### Source records
'''

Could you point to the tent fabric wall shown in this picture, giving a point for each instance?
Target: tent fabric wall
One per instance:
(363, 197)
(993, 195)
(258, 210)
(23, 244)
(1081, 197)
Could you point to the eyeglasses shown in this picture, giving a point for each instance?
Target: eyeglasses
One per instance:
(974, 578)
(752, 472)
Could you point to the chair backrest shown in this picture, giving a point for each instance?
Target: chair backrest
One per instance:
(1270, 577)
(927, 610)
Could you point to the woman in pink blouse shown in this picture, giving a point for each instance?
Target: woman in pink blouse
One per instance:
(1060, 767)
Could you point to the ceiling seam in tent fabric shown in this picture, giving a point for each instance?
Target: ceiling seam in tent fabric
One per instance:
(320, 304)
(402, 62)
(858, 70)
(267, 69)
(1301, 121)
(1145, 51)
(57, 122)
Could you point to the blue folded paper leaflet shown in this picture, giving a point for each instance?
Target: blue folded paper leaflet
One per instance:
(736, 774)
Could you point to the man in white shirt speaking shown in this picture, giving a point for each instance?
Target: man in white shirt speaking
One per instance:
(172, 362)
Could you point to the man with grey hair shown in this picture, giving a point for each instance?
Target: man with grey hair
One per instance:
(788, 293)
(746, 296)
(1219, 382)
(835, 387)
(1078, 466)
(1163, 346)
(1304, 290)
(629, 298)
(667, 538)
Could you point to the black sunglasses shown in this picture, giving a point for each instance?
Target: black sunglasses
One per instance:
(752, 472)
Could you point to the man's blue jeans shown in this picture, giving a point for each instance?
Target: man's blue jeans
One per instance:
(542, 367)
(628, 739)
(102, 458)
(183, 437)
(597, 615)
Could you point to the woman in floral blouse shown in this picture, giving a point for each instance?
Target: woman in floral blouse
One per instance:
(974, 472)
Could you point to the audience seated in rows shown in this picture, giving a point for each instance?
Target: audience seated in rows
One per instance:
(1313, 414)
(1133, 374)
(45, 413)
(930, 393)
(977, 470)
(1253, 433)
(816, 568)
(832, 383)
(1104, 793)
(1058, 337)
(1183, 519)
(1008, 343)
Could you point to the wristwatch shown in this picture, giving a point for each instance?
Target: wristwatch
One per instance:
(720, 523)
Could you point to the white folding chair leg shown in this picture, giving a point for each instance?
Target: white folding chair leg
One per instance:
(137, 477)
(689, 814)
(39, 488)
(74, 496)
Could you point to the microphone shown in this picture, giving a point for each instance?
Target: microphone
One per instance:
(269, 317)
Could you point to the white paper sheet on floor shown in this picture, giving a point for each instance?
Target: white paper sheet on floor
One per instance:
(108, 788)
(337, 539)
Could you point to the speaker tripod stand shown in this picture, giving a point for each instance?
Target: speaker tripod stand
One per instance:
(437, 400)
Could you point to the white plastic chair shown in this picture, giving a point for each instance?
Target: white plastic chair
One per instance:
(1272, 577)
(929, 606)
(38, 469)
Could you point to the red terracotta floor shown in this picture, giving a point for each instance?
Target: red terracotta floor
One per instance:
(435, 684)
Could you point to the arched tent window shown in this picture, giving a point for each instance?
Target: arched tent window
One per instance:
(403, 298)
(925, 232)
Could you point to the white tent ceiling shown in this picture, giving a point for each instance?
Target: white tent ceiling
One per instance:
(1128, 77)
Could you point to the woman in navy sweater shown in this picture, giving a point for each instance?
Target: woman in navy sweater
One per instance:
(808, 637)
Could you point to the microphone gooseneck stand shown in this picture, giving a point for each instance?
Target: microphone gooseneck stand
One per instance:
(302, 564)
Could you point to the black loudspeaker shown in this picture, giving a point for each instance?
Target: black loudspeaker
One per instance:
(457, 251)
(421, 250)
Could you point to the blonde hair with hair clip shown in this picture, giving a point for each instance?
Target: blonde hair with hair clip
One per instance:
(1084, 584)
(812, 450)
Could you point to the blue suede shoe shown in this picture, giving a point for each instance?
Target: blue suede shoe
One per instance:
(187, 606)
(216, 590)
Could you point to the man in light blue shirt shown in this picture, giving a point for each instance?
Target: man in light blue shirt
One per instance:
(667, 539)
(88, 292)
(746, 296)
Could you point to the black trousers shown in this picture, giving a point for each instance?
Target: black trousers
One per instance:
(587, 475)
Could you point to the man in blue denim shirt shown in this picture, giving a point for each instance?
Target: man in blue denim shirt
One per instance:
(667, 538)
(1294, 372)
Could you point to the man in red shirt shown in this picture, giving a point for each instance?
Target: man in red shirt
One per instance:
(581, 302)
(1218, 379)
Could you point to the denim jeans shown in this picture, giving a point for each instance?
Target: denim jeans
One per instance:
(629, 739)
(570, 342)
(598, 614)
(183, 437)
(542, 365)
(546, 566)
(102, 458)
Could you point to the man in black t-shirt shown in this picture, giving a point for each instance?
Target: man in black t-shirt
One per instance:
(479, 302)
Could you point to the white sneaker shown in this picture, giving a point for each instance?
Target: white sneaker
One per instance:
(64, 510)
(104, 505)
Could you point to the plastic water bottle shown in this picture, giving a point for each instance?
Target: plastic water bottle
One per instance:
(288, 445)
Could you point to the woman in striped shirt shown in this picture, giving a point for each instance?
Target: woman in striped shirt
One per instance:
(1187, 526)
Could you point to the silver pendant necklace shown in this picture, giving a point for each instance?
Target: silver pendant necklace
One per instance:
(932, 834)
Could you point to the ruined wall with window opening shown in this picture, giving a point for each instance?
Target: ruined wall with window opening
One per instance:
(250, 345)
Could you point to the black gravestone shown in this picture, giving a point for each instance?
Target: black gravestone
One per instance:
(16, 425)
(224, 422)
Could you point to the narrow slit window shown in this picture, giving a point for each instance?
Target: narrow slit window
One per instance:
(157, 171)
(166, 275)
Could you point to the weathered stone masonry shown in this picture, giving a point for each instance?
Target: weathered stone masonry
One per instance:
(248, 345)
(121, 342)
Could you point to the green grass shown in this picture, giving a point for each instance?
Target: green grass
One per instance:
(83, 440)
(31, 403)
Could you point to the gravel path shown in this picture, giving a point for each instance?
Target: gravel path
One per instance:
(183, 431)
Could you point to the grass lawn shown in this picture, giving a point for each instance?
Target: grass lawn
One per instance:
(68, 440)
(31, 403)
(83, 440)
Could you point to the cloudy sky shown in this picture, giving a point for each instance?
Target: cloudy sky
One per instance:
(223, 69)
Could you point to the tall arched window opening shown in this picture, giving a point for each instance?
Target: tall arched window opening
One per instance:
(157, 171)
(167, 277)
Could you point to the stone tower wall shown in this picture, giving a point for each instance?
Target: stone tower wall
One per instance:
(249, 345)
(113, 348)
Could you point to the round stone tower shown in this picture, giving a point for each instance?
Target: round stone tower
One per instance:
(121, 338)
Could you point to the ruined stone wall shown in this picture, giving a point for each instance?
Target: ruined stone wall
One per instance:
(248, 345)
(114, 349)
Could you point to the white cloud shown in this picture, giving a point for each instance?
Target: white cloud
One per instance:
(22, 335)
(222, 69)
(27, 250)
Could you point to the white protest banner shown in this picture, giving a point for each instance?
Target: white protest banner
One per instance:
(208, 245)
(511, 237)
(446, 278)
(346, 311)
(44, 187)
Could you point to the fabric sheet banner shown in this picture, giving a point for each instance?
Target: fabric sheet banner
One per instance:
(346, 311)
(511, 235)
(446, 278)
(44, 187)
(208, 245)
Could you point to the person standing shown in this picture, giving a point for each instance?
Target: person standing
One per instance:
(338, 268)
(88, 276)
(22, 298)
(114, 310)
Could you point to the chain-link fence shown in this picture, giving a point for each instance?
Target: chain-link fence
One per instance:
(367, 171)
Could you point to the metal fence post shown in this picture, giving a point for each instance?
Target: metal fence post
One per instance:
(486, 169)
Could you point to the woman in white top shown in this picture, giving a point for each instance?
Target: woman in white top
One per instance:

'''

### Problem statement
This exercise calls for every record to be restated word for word.

### Your response
Could you point to the tent fabric wall shown in this picture, giving a point for each instance?
Target: tent fabric wall
One per instance:
(363, 197)
(993, 195)
(258, 210)
(23, 244)
(1081, 197)
Could you point to the eyeglasses shown in this picture, giving a point for each instance?
Target: eyeglasses
One per instance:
(974, 578)
(752, 472)
Could you point to the chair backrest shown in this picture, giving a point for each instance?
Target: chair backrest
One per instance:
(1270, 577)
(927, 610)
Could you point to the woman in pink blouse shown in this picture, giving a point for each instance?
Target: woman in pink blouse
One per instance:
(1060, 767)
Could you point to the ceiling seam in tent fabric shown in this picture, giving a point for each instance?
Target: ceiling seam in tent fabric
One per instance:
(320, 304)
(402, 62)
(858, 70)
(267, 69)
(1301, 121)
(1145, 51)
(57, 122)
Could you point to the blue folded paper leaflet shown in this picture, giving a point for each instance?
Target: blue folded paper leaflet
One per instance:
(736, 774)
Could you point to the man in white shirt speaking shown in this picture, giving a point for each instance?
Target: man in white shirt speaking
One per instance:
(172, 362)
Could you point to the man with grey hair shown in this picture, giving a point for each instance?
Target: man with grey hair
One per instance:
(788, 293)
(746, 296)
(1219, 382)
(835, 387)
(1078, 466)
(1163, 346)
(1304, 290)
(629, 298)
(667, 538)
Could you point to the black sunglasses shown in this picture, giving a point for each instance?
Target: black sunglasses
One per instance:
(752, 472)
Could you point to the man's blue jeans shown in this picture, giving a point for each instance?
Target: man's blue jeans
One per instance:
(542, 367)
(628, 739)
(102, 458)
(183, 437)
(597, 615)
Could you point to the woman in floral blouse shown in this picture, giving a point for each instance?
Target: woman in floral blouse
One per instance:
(974, 472)
Could you point to the audience seated in rows shown in this picture, giving a point for each instance?
Target: audience seated in rows
One per instance:
(1313, 414)
(1133, 374)
(45, 413)
(930, 393)
(977, 470)
(1253, 433)
(816, 568)
(832, 383)
(1104, 793)
(1058, 337)
(1183, 519)
(1008, 343)
Could you point to the wristwatch shown in this picture, giving a point for each instance?
Target: wristwatch
One per instance:
(720, 523)
Could you point to the white folding chair leg shown in this picture, giving a point for each instance?
Target: white folding chair leg
One per instance:
(137, 477)
(689, 814)
(39, 488)
(74, 496)
Could you point to the microphone shown in this picture, giving a point for each instance?
Target: microphone
One per instance:
(269, 317)
Could you point to the white paper sheet on floor shown in this picture, giving a point for each instance?
Target: white paper sheet on floor
One per instance:
(108, 788)
(337, 539)
Could you point to the speaker tripod stand shown in this picture, giving a point for each instance?
Target: speaker tripod stand
One per instance:
(437, 400)
Could you point to the white plastic chair shown in this picture, giving a point for each instance?
Target: white plastic chair
One per instance:
(1272, 577)
(929, 606)
(38, 469)
Could you point to the red terracotta floor shown in this picture, giving a point for each instance?
Target: red terracotta floor
One per instance:
(435, 684)
Could you point to the arched tent window shown in this picture, giving a point for each instance?
Target: arched tent window
One per instance:
(403, 298)
(925, 232)
Could you point to the white tent ceiling shown in this picture, giving a point for each instance?
Target: white tent ceiling
One per instance:
(1128, 77)
Could you point to the woman in navy sweater shown in this picture, giving a point for each instance?
Target: woman in navy sweater
One per instance:
(808, 637)
Could you point to the microphone gooseneck stand shown in this picture, giving a point for each instance?
Target: microphone gooseneck stand
One per instance:
(302, 564)
Could you point to the black loudspeaker shown in this picture, giving a point for each instance?
Target: black loudspeaker
One per instance:
(457, 251)
(421, 250)
Could you point to the blonde hair with hair clip shown in this picture, giving a point for each instance?
Target: blonde hair with hair clip
One per instance:
(1084, 584)
(812, 450)
Could you point to the blue suede shoe shown in this picture, giving a point for each instance?
Target: blue suede shoe
One per instance:
(187, 606)
(216, 590)
Could you point to the man in light blue shirt shown in this picture, giving a point for each instance?
Target: man in light blue shirt
One per instance:
(667, 539)
(88, 292)
(746, 296)
Could you point to the black trousers shown in this picture, giving a point for each instance?
Target: black trousers
One per instance:
(587, 475)
Could you point to the man in blue denim shirt shown in this picture, giving a point for each instance?
Target: man in blue denim shirt
One per instance:
(667, 538)
(1294, 372)
Could you point to the man in red shirt shown in this picture, giving a point for each instance?
Target: man in red shirt
One per instance:
(581, 302)
(1218, 379)
Could you point to the denim jeans shown in this picture, giving a point for each instance?
Target: denim jeans
One per instance:
(629, 739)
(570, 342)
(598, 614)
(183, 437)
(542, 365)
(546, 566)
(102, 458)
Could you point to the man in black t-shirt shown in this picture, giving a point for each instance?
Target: man in black t-shirt
One per instance:
(479, 302)
Could you point to the white sneaker shown in this picture, giving a point for each instance?
Target: white sneaker
One per instance:
(64, 510)
(104, 505)
Could you point to the plastic water bottle shown in this picture, giving a point for each instance?
Target: plastic water bottle
One per instance:
(288, 445)
Could you point to the woman in striped shirt shown in this picture, giving a point for each instance?
Target: woman in striped shirt
One per instance:
(1187, 526)
Could you point to the silver pendant necklace shown in this picture, giving a point for each instance?
Target: silver pendant necklace
One per instance:
(932, 834)
Could you point to the ruined wall with window opening shown in this picture, giving a point for each instance?
Target: ruined wall with window opening
One per instance:
(250, 345)
Could you point to the black gravestone shown in this picture, giving a point for each instance?
Target: black gravestone
One per instance:
(16, 425)
(224, 422)
Could you point to the narrow slit window shown in this picture, giving a point for each instance?
Target: narrow slit window
One per instance:
(157, 171)
(166, 275)
Could you point to the weathered stone masonry shown in this picture, giving a point for each instance?
Target: weathered stone masonry
One per instance:
(248, 345)
(121, 342)
Could you point to the green grass shown in this picture, giving a point for each instance?
Target: green grass
One per instance:
(83, 440)
(31, 403)
Could you point to the gravel path shown in this picture, giving a point for each instance?
Target: gravel path
One per instance:
(183, 431)
Could you point to the grass lawn shown in this picture, giving a point for each instance?
Target: grass lawn
One per instance:
(68, 440)
(31, 403)
(83, 440)
Could you point to the cloudy sky shown in this picture, giving a point for each instance?
Target: cloudy sky
One per instance:
(223, 69)
Could you point to the tall arched window opening shown in this picture, giving a point for each instance?
Target: tall arched window opening
One per instance:
(157, 171)
(167, 277)
Could you point to the stone tower wall shown in this picture, giving a point for each instance?
Target: stone tower wall
One per instance:
(249, 345)
(113, 348)
Could you point to the round stone tower shown in this picture, giving a point for each instance?
Target: round stone tower
One per instance:
(121, 338)
Could you point to the ruined stone wall shown in this picture, giving a point for each instance?
Target: ruined stone wall
One per instance:
(248, 345)
(114, 349)
Could you point to the white cloud shown in this picture, giving a point for each instance?
Target: white cloud
One per instance:
(22, 335)
(222, 69)
(27, 250)
Could you point to the white protest banner shown in this picture, giving a point for each instance?
Target: white protest banner
One per instance:
(208, 245)
(511, 237)
(446, 278)
(346, 311)
(44, 187)
Could you point to the fabric sheet banner shown in this picture, giving a point for each instance?
Target: fabric sheet banner
One per instance:
(346, 311)
(511, 235)
(446, 278)
(44, 187)
(208, 245)
Could you point to the person standing shown in this picture, giving a point for each instance?
Target: person standing
One per instance:
(338, 268)
(88, 276)
(22, 298)
(114, 310)
Could you point to the chain-link fence shown in this picture, giving a point for each instance?
Target: chain-link fence
One per instance:
(367, 171)
Could you point to the metal fence post shown in this picture, giving a point for each instance?
Target: metal fence post
One per instance:
(486, 169)
Could you point to the woman in white top shown in this picture, giving a point for each instance?
Target: woman in white top
One per instance:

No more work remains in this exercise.